## [Direction]
Write out exactly, with no other output, the lines below from the one that contains "For each instance of the toilet lid, set" through the end.

═════ Input for this task ═════

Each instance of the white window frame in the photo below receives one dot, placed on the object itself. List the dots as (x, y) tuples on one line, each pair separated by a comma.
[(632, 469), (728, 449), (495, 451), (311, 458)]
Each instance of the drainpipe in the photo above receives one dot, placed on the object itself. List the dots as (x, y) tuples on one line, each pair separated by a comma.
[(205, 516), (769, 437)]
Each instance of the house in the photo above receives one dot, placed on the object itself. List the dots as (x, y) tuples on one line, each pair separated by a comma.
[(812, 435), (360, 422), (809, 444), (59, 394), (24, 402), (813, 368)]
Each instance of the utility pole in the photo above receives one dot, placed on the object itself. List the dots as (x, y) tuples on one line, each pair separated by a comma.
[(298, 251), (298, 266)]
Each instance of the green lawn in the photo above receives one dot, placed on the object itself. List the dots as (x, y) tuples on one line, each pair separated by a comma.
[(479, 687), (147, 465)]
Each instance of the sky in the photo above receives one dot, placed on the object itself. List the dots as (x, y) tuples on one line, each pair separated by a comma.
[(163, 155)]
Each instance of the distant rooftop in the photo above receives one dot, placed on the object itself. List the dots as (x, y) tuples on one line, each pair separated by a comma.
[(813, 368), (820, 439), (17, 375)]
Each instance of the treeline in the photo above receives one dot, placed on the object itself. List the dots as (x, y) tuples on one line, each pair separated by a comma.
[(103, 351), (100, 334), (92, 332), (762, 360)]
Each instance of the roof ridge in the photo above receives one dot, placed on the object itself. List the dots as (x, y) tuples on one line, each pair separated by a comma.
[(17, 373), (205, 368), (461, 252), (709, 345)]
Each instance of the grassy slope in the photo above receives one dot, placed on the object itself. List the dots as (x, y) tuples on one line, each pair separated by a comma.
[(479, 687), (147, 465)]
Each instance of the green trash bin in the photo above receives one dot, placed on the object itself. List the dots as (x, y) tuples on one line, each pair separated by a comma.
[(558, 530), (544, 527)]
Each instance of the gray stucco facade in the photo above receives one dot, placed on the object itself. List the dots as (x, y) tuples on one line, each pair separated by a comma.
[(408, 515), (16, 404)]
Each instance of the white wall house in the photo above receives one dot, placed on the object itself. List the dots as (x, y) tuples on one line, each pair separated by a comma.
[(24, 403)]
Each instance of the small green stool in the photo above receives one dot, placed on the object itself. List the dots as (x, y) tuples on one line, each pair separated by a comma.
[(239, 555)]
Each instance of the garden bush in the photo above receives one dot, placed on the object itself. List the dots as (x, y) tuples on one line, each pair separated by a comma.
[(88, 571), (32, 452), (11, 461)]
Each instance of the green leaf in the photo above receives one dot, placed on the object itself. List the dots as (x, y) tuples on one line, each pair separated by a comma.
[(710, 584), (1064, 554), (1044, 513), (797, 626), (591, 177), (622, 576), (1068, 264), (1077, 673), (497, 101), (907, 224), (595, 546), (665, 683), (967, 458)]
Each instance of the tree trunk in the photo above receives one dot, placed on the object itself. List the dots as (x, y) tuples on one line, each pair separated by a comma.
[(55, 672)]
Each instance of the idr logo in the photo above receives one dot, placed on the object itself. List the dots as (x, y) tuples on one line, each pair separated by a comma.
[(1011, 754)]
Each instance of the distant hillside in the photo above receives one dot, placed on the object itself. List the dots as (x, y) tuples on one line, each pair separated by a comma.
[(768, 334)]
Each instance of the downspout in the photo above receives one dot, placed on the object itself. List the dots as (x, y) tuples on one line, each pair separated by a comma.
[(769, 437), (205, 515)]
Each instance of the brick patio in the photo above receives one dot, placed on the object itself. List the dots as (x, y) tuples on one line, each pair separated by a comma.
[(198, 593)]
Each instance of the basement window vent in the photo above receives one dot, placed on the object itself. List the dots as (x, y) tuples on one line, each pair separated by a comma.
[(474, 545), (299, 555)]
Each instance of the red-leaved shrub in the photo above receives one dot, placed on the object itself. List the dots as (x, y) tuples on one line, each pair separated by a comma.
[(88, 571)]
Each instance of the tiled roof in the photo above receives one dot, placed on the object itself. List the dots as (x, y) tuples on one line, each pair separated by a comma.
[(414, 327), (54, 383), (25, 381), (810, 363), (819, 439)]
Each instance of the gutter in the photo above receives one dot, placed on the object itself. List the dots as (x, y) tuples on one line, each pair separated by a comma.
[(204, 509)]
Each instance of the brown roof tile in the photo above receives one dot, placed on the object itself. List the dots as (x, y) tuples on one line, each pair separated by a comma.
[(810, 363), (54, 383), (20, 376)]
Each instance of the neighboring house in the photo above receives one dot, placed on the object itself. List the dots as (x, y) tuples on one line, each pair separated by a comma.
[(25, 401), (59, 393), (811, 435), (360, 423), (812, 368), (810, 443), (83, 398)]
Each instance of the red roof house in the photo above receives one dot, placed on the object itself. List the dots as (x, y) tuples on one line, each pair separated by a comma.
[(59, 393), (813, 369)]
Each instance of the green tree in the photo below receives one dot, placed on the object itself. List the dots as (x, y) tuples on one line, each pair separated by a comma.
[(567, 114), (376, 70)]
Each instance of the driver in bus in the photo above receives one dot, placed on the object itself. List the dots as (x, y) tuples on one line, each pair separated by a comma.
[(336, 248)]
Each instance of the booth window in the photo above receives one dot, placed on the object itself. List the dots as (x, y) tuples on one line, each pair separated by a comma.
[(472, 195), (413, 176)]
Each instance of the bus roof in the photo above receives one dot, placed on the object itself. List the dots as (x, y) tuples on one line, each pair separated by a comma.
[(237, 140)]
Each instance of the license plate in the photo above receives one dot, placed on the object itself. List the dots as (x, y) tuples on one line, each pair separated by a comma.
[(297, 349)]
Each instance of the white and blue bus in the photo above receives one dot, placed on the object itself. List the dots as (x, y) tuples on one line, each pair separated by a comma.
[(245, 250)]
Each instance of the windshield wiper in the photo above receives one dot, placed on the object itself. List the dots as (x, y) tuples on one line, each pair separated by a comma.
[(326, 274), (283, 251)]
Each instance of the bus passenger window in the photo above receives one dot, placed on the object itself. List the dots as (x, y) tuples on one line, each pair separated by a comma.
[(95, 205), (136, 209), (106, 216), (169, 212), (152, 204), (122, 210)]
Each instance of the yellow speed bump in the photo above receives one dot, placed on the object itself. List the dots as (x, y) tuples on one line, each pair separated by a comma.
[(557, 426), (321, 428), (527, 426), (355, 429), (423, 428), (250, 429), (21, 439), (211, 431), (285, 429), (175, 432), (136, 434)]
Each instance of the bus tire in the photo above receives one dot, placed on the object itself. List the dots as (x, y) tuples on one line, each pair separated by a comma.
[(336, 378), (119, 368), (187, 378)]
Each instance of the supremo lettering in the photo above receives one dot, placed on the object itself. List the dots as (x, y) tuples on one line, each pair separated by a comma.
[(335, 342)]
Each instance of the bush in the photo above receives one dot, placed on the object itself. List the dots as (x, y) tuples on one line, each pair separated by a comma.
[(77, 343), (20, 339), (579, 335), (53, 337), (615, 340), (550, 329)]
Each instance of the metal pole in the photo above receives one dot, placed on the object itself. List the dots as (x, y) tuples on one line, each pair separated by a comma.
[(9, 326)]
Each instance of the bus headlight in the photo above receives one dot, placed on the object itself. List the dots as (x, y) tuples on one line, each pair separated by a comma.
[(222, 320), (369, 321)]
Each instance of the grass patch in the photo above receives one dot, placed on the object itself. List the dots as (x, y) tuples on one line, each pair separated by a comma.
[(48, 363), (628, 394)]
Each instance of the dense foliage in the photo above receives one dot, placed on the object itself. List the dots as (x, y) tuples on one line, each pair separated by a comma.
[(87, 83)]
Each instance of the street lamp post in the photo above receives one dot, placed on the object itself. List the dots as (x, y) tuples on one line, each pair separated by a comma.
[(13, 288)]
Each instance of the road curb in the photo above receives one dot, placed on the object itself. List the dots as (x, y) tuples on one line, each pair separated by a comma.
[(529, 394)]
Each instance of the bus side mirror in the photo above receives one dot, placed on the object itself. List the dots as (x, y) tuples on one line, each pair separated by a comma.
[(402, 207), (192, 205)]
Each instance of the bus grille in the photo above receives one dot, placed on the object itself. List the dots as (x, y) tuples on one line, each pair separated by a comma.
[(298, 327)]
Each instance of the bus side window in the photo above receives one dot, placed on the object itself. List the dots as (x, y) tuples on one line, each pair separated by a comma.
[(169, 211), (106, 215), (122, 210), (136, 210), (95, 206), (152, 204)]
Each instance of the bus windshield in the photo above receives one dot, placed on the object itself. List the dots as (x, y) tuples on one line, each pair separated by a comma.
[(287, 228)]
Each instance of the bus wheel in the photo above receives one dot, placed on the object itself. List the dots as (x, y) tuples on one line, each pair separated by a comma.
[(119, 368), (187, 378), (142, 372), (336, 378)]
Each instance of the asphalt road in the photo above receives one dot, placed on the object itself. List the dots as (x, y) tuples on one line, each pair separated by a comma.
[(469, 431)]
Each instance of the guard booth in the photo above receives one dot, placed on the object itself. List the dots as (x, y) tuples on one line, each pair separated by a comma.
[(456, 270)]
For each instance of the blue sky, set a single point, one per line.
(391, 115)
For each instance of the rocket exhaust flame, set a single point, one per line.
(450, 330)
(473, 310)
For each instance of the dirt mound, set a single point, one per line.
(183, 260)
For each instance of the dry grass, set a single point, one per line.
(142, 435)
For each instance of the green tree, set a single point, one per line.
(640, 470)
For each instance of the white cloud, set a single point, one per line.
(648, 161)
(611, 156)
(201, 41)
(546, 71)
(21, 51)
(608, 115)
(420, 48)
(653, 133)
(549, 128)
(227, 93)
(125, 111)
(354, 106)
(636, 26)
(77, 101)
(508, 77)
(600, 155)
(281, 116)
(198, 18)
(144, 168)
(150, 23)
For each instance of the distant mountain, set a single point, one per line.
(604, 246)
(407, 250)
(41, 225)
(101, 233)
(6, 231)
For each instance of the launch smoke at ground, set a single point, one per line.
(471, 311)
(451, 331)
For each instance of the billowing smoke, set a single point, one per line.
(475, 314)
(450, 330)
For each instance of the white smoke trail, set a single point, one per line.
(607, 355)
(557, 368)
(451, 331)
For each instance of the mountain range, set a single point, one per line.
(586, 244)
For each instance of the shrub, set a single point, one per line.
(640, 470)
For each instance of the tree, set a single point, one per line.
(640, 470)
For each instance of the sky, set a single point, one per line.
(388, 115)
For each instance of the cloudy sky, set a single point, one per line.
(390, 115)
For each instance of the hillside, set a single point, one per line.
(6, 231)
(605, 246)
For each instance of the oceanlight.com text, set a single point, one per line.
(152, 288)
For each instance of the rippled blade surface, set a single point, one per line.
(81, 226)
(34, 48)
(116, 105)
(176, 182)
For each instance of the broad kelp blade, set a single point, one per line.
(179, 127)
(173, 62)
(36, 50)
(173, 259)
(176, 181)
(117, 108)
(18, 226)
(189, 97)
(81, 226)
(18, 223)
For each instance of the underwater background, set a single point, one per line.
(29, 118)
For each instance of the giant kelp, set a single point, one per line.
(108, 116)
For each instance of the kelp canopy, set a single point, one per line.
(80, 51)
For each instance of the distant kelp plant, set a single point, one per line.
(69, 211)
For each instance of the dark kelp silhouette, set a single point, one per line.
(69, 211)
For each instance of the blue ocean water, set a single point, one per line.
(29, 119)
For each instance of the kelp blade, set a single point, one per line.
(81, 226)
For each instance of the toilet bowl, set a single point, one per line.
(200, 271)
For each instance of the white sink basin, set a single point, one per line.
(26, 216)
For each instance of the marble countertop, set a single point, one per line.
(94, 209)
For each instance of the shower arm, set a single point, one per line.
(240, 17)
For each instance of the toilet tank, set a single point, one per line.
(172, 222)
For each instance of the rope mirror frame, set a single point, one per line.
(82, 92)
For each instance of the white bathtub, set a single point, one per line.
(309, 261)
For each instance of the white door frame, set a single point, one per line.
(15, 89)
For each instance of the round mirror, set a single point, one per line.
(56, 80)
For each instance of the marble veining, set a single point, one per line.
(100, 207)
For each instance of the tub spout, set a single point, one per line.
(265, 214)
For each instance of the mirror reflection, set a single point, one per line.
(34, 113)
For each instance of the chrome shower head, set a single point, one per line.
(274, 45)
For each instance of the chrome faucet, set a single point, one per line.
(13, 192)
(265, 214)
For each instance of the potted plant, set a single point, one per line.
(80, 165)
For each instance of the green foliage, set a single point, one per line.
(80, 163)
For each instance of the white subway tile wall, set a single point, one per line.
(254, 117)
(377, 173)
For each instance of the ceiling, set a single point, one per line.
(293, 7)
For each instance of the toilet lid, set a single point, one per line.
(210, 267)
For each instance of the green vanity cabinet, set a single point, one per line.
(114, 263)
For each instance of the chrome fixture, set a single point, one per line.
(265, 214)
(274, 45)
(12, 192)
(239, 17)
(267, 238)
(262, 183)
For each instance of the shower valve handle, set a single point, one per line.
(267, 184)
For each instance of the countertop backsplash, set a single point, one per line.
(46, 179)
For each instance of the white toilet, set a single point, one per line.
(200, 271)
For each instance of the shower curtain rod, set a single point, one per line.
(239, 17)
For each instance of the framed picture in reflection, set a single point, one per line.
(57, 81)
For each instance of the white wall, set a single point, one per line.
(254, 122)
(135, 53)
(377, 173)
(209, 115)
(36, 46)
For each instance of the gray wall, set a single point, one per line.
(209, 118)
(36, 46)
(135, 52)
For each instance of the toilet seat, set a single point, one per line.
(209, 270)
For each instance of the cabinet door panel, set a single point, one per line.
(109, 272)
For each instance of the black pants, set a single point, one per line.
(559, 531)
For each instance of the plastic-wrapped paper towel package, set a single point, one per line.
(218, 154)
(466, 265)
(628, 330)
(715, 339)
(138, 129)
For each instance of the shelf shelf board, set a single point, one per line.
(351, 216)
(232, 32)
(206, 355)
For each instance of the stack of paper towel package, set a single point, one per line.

═════

## [Result of this exercise]
For each instance of the toilet lid, set a single point, one per line.
(210, 267)
For each instance of the green vanity cabinet, set a single point, one per line.
(114, 263)
For each instance of the chrome fixture, set a single point, one per line.
(265, 214)
(274, 45)
(12, 192)
(239, 17)
(267, 238)
(262, 183)
For each instance of the shower valve handle, set a single point, one per line.
(267, 184)
For each instance of the countertop backsplash, set a single point, one per line.
(46, 179)
For each instance of the white toilet, set a single point, one per line.
(200, 271)
For each instance of the shower curtain rod, set a single point, one per line.
(239, 17)
For each instance of the framed picture in reflection, set a single point, one per line.
(57, 81)
For each instance of the white wall, set a single point, one per line.
(254, 122)
(135, 53)
(377, 173)
(209, 115)
(36, 46)
For each instance of the gray wall, set a single point, one per line.
(209, 118)
(36, 46)
(135, 52)
For each instance of the toilet seat, set a single point, one per line.
(209, 270)
For each instance of the cabinet door panel, set a single point, one per line.
(109, 272)
For each instance of the black pants, set a single point, one per line.
(559, 531)
For each instance of the plastic-wrapped paper towel package, set a single point, one per line.
(218, 154)
(466, 265)
(628, 330)
(715, 339)
(138, 129)
For each instance of the shelf shelf board, set a single point, one per line.
(351, 216)
(232, 32)
(206, 355)
For each instance of the stack of paper towel package, set a single point, one per line.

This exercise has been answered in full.